## Extract provided
Nonfiction-November-2018-1-300x300

#NonficNov

Click on the logo to see the detailed schedule

As every year, a bunch of really cool bloggers are co-hosting Nonfiction November.
Here is the topic for week 1:

YOUR YEAR IN NONFICTION

Hosted by Kim @ Sophisticated Dorkiness

Take a look back at your year of nonfiction and reflect on the following questions
What was your favorite nonfiction read of the year?
Do you have a particular topic you’ve been attracted to more this year?
What nonfiction book have you recommended the most?
What are you hoping to get out of participating in Nonfiction November?

Here is the recap of the nonfiction I have read (the links will send you to my review when it’s posted) or will finish for sure before the end of the year.
A pathetic 9 compare to 22 last year!! And I’m not sure I will read more nonfiction this year, besides these titles.

Why so few this year?
The reason being mostly that I really wanted to focus on reading books taking up dust on my shelves, and most were novels. And also the fact that I have read less this year, so the percentage fiction/nonfiction may end up pretty close to that of 2018, my end of the year statistics will tell.

## Information provided
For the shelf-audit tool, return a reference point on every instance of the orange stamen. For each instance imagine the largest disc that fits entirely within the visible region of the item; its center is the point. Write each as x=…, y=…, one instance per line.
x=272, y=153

## List of tasks
(A) Reproduce the passage of the Nonfiction November post from "What are you" up to and including "of the year.".
(B) Extend the Nonfiction November blog post by writing what comes after its last sentence.

## Task results
(A)
What are you hoping to get out of participating in Nonfiction November?

Here is the recap of the nonfiction I have read (the links will send you to my review when it’s posted) or will finish for sure before the end of the year.

(B)
Here are the titles:

Biographies:

  1. Monet, Itinerant of Light, by Salva Rubio (and EFA) – graphic nonfiction
  2. Conan Doyle for the Defense, by Margalit Fox
  3. Elder Sebastian of Optina, by Tatiana Torstensen

About trips:

  1. Journal de mon voyage d’Amérique, by Louis-Philippe
  2. The Ship, the Saint, and the Sailor: The Long Search for the Legendary Kad’yak, by Bradley G Stevens

About politics:

  1. Democracy in Chains, by Nancy MacLean- audiobook
  2. Fear: Trump in the White House, by Bob Woodward

About music:

  1. The Piano Shop on the Left Bank, by Thad Carhart

Orthodox spirituality:

  1. Modern Orthodox Thinkers: From the Philokalia to the Present Day, by Andrew Louth

 

What was your favorite nonfiction read of the year?

Conan Doyle for the Defense

What nonfiction book have you recommended the most?

Democracy in Chains

Do you have a particular topic you’ve been attracted to
more this year?

Current issues, which is totally new to me

What are you hoping to get out
of participating in Nonfiction November?

Get acquainted with more nonfiction readers and good titles unknown to me

WHAT WAS YOUR FAVORITE NONFICTION THIS YEAR?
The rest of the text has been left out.